ACTION ITEM: Exactly as written, print each of the entries.
** Opening ENTRIES PROVIDED block **
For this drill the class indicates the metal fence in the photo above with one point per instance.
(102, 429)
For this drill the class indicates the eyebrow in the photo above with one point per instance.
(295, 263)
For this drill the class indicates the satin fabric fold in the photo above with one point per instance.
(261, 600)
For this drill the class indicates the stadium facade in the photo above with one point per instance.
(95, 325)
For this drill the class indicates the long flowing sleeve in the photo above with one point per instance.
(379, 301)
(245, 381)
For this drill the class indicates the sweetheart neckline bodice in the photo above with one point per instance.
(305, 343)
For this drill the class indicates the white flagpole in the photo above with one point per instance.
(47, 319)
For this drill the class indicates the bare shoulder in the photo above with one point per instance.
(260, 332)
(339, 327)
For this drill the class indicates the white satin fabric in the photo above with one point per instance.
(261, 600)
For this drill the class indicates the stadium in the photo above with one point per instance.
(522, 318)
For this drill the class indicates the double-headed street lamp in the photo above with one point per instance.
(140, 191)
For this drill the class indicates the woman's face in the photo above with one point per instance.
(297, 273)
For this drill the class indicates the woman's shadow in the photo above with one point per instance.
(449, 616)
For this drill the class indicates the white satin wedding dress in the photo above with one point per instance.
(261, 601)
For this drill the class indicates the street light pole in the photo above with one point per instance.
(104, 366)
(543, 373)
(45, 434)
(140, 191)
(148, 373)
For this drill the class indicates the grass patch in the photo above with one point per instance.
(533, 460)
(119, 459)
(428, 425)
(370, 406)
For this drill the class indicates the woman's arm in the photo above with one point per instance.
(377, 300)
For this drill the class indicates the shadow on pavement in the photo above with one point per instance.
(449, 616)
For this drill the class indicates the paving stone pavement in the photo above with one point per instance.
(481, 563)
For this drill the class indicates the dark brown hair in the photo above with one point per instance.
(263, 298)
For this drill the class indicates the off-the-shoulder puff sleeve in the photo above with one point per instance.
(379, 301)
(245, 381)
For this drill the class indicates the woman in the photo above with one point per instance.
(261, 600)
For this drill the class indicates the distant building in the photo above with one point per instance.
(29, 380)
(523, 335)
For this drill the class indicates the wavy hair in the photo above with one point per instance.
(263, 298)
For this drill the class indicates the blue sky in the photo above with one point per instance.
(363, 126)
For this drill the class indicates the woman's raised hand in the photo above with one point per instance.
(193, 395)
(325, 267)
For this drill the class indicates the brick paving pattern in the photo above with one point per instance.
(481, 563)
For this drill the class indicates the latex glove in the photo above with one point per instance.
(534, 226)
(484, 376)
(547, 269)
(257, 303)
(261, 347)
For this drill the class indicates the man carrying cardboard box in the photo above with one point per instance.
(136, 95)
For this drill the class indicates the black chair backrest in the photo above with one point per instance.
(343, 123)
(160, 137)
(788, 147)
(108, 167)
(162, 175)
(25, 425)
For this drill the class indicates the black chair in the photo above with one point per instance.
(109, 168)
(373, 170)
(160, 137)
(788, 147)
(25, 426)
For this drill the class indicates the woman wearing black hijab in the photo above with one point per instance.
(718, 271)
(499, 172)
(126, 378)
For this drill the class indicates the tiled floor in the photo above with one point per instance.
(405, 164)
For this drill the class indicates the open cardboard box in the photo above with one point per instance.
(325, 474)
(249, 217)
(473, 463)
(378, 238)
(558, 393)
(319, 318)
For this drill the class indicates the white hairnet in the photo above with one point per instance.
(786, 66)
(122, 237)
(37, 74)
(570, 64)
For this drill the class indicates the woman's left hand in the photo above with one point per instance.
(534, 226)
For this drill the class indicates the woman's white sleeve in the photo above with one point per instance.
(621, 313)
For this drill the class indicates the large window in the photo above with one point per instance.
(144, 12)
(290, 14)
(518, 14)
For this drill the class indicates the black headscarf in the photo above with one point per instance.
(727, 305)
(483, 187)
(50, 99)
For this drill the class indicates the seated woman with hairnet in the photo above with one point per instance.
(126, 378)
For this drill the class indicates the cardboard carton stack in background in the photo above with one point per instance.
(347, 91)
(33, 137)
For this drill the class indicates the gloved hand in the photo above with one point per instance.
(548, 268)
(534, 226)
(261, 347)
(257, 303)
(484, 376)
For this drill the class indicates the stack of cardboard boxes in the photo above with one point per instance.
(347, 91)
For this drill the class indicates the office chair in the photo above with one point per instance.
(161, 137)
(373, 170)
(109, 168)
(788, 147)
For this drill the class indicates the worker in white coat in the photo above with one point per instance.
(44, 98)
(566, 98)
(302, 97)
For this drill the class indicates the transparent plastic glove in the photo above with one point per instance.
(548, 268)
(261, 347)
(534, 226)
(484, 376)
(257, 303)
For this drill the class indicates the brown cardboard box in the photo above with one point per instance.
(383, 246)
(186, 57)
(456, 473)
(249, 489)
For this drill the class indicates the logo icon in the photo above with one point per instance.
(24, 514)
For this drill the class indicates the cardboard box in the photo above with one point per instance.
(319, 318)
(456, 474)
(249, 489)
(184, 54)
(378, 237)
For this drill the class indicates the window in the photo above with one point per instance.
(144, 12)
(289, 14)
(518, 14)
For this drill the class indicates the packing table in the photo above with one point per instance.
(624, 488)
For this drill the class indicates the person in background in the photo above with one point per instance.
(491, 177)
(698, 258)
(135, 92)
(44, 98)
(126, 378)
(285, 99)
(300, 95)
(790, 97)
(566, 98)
** Closing ENTRIES PROVIDED block **
REPLY:
For this drill the class indicates the metal fence in the photo above with one point per instance.
(102, 429)
For this drill the class indicates the eyebrow in the photo above with one point per instance.
(295, 263)
For this drill the class indicates the satin fabric fold in the photo above with one point per instance.
(261, 600)
For this drill the class indicates the stadium facade in the photo above with one point per instance.
(95, 325)
For this drill the class indicates the long flowing sleeve in the photo above with one point per instance.
(379, 301)
(245, 381)
For this drill the class indicates the sweetheart neckline bodice in the photo above with one point per instance.
(305, 343)
For this drill the class indicates the white flagpole in the photo above with one point per instance.
(47, 319)
For this drill the class indicates the bare shoulder in the photo above with one point per instance.
(260, 332)
(339, 327)
For this drill the class indicates the white satin fabric in the photo above with one point per instance.
(261, 600)
For this drill the class indicates the stadium in the photo above with one point per instance.
(522, 318)
For this drill the class indicates the double-headed street lamp in the photo above with one point per instance.
(140, 191)
For this drill the class indicates the woman's face in the photo above with one point per instance.
(297, 273)
For this drill the class indicates the woman's shadow in the photo above with one point per instance.
(449, 616)
For this drill the class indicates the white satin wedding dress in the photo above with one point per instance.
(261, 601)
For this drill the class indicates the street light pole in the photo above with one point per instance.
(104, 366)
(543, 373)
(45, 434)
(140, 191)
(148, 373)
For this drill the class indicates the grass patch in the photo above with one point per instance.
(533, 460)
(119, 459)
(428, 425)
(370, 406)
For this drill the class indicates the woman's arm in the photo above with one point per instance.
(377, 300)
For this drill the class indicates the shadow on pavement in the photo above with one point per instance.
(449, 616)
For this drill the class indicates the paving stone pavement in the photo above with one point per instance.
(481, 563)
For this drill the class indicates the dark brown hair in the photo above with one point per instance.
(263, 298)
For this drill the class indicates the off-the-shoulder puff sleeve in the photo above with one point per instance.
(379, 301)
(245, 381)
For this drill the class indicates the woman in the photo above with one point per instance.
(261, 600)
For this drill the class indicates the distant building in the photo above with one point per instance.
(29, 380)
(523, 335)
For this drill the class indicates the wavy hair in the photo above with one point per instance.
(263, 298)
For this drill the class indicates the blue sky in the photo above with one point per instance.
(363, 126)
For this drill the class indicates the woman's raised hand in the photo above with one point per instance.
(193, 395)
(325, 267)
For this drill the class indicates the brick paving pattern in the photo above with one point per instance.
(481, 563)
For this drill the class indicates the latex glove in the photo above with one point per instance.
(534, 226)
(484, 376)
(547, 269)
(257, 303)
(261, 347)
For this drill the class indicates the man carrying cardboard box in the photo above with one point per instance.
(136, 95)
For this drill the class indicates the black chair backrest in the photo above with one point per instance.
(343, 123)
(160, 137)
(788, 147)
(108, 167)
(162, 175)
(25, 425)
For this drill the class indicates the black chair in the photo above with one point per instance.
(109, 168)
(373, 170)
(160, 137)
(788, 147)
(25, 426)
For this drill the class indicates the woman wearing black hijab in the photo above with one point per instance.
(718, 271)
(499, 172)
(126, 378)
For this drill the class indicates the tiled floor in the photo above with one point per instance.
(405, 164)
For this drill the class indicates the open cardboard box in the photo above with one point per instance.
(325, 474)
(249, 217)
(473, 463)
(378, 238)
(558, 393)
(319, 318)
For this drill the class indicates the white hairnet in the photo above with one point per instance.
(786, 66)
(122, 237)
(37, 74)
(570, 64)
For this drill the class indicates the woman's left hand in the photo above with one point per instance.
(534, 226)
For this drill the class indicates the woman's white sleeve in the photo above with one point per instance.
(621, 313)
For this drill the class indicates the large window in the photo above with one point per instance.
(144, 12)
(290, 14)
(518, 14)
For this drill the class indicates the black headscarf in the photo above with one point per instance.
(727, 305)
(483, 187)
(50, 99)
For this drill the class indicates the seated woman with hairnet in the photo above with one point per instance.
(126, 378)
For this drill the class indicates the cardboard carton stack in background in the photo above with one point per instance.
(347, 91)
(33, 137)
For this drill the class indicates the gloved hand in the photo above with one point per instance.
(548, 268)
(534, 226)
(261, 347)
(257, 303)
(484, 376)
For this drill the class indicates the stack of cardboard boxes in the photo above with one point per instance.
(347, 91)
For this drill the class indicates the office chair in the photo above with one point per instance.
(161, 137)
(373, 170)
(109, 168)
(788, 147)
For this drill the class indicates the worker in white coat in the photo above with one point per instance.
(44, 98)
(566, 98)
(302, 97)
For this drill the class indicates the transparent plastic glove in the photo above with one point per instance.
(548, 268)
(261, 347)
(534, 226)
(484, 376)
(257, 303)
For this drill the class indicates the brown cardboard box in the photo above with one point per instance.
(383, 246)
(186, 57)
(456, 473)
(249, 489)
For this drill the class indicates the logo icon in the photo above with one point per instance.
(24, 514)
For this drill the class indicates the cardboard box in the photo above with one point per instance.
(319, 318)
(456, 474)
(249, 489)
(184, 54)
(378, 237)
For this drill the class indicates the window in the photo above with one point per instance.
(144, 12)
(289, 14)
(518, 14)
For this drill the class indicates the packing table in the photo above with one point per instance.
(624, 488)
For this drill the class indicates the person in background in the photo above with one point per instance.
(491, 177)
(698, 258)
(135, 92)
(44, 98)
(126, 378)
(285, 99)
(300, 95)
(790, 97)
(566, 98)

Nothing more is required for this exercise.